··· AUSGEWÄHLTER TEXTAUSZUG ···

Mein Mann und ich wohnen viele hundert Kilometer weit weg und können den Alltag nur wenig entlasten. Aber ein letztes Weihnachtsfest wollten wir gerne noch zusammen feiern in dem Haus, in dem meine Schwiegermutter fast ihr ganzes Leben verbracht hat: Sie hat dort eine Schneiderwerkstatt betrieben, die eigenen Eltern gepflegt und ihre beiden Kinder großgezogen.

Ich bin erst spät in ihr Leben getreten; da hatte die Demenz schon angefangen. Deshalb hat es mich immer besonders gefreut, dass sie mich bei unseren Besuchen noch lange beim Namen genannt hat: „Martina, wie schön, dass du da bist!“ Viele und vieles andere war aus ihrem Gedächtnis schon lange verschwunden. Nur an zwei traumatische Erlebnisse aus ihrer Kindheit im Krieg hat sie sich immer und immer wieder erinnert und sie uns in stereotyper Art und Weise vorgetragen.

Aber mindestens genauso oft hat sie uns innerhalb einer Stunde gefragt, ob sie uns nicht etwas anbieten könnte, Kaffee kochen, Brote schmieren. Auch in der Demenz hat sich der zugewandte, liebenswürdige, fürsorgliche Mensch gezeigt, der sie ein Leben lang gewesen ist. Das ist jetzt anders geworden. Oft geht ihr Blick ins Leere; die Hände sind unruhig und suchen am Saum ihres Pullovers entlang nach einem Halt. Und sie durchlebt nun auch zunehmend Phasen von Angst und Verzweiflung, fühlt sich bestohlen und bedroht. Beruhigende Worte verfangen schon lange nicht mehr, und was mich besonders schmerzt, ist, dass sie nun auch liebevolle Gesten nicht mehr richtig einordnen kann. Wenn ich ihr behutsam über den Handrücken streichle, schlägt sie die Hand weg, die ihr zu nahegekommen ist. Wie kann ich ihr zeigen, dass sie nicht alleine ist, wenn sie selbst solche elementaren Gesten wie ein Streicheln nicht mehr versteht?

Ich wünsche ihr so sehr, dass sie die guten Mächte spüren kann, von denen sie zweifellos noch immer umgeben ist.

···

▶ [AUFGABE]:
Prüfe für jede der folgenden Aussagen, ob sie mit dem Textauszug oben übereinstimmt, und antworte jeweils mit Ja oder Nein samt den entscheidenden Worten aus dem Textauszug als wörtlichem Zitat. (a) Die Schwiegermutter hat in ihrem Haus eine Schneiderwerkstatt betrieben. (b) Das Ehepaar wohnt in der Nähe der Schwiegermutter. (c) Die Schwiegermutter lässt sich inzwischen durch ein Streicheln über den Handrücken beruhigen.

··· EINTRÄGE ···

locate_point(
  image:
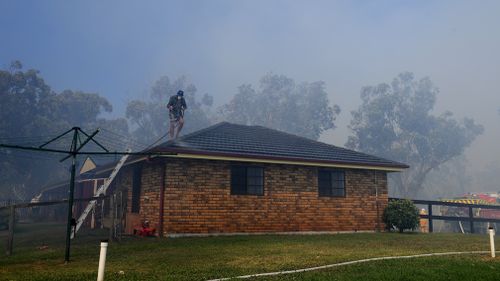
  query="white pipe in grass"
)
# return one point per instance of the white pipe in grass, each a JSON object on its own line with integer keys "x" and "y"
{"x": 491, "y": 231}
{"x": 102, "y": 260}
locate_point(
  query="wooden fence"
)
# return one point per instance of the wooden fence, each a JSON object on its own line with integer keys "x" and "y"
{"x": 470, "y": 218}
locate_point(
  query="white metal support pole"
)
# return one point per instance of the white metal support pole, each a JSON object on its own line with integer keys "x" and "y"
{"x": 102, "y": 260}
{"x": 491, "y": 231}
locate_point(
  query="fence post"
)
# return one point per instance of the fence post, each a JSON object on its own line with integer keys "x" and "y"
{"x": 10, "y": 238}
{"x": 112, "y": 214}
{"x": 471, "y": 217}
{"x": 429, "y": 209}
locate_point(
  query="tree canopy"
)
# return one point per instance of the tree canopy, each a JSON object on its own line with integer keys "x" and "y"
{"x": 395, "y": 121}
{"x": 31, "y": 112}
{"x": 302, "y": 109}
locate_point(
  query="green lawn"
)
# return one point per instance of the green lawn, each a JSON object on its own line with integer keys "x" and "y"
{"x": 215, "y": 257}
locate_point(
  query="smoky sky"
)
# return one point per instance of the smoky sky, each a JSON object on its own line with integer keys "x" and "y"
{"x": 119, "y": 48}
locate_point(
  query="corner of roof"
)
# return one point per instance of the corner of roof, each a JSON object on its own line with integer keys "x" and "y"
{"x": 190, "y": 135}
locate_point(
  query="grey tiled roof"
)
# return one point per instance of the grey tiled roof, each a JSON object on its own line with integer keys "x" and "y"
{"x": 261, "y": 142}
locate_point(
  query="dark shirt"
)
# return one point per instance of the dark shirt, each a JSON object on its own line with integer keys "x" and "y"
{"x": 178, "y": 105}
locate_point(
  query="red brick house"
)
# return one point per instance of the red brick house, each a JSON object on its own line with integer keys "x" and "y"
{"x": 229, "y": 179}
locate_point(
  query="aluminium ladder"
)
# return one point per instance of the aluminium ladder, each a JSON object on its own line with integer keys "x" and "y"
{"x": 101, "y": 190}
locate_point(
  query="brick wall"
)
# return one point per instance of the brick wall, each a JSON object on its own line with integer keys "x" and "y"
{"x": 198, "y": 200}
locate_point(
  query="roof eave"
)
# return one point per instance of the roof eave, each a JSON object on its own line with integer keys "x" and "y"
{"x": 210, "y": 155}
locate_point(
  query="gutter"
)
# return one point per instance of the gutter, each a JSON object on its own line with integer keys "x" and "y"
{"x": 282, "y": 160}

···

▶ [ANTWORT]:
(a) Ja: „Sie hat dort eine Schneiderwerkstatt betrieben“
(b) Nein: „Mein Mann und ich wohnen viele hundert Kilometer weit weg“
(c) Nein: „Wenn ich ihr behutsam über den Handrücken streichle, schlägt sie die Hand weg, die ihr zu nahegekommen ist.“